→ Problem description
Recast the items below as a Markdown table with the columns "Row" and "Line", starting with the line containing "find the white fence" and going on through the final line of the items. Number each row and leave out any blank lines.

→ Data
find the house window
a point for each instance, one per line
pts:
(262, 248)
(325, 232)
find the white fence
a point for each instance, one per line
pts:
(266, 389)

→ Reply
| Row | Line |
|---|---|
| 1 | find the white fence |
| 2 | a point for each instance, one per line |
| 3 | pts: |
| 4 | (266, 389) |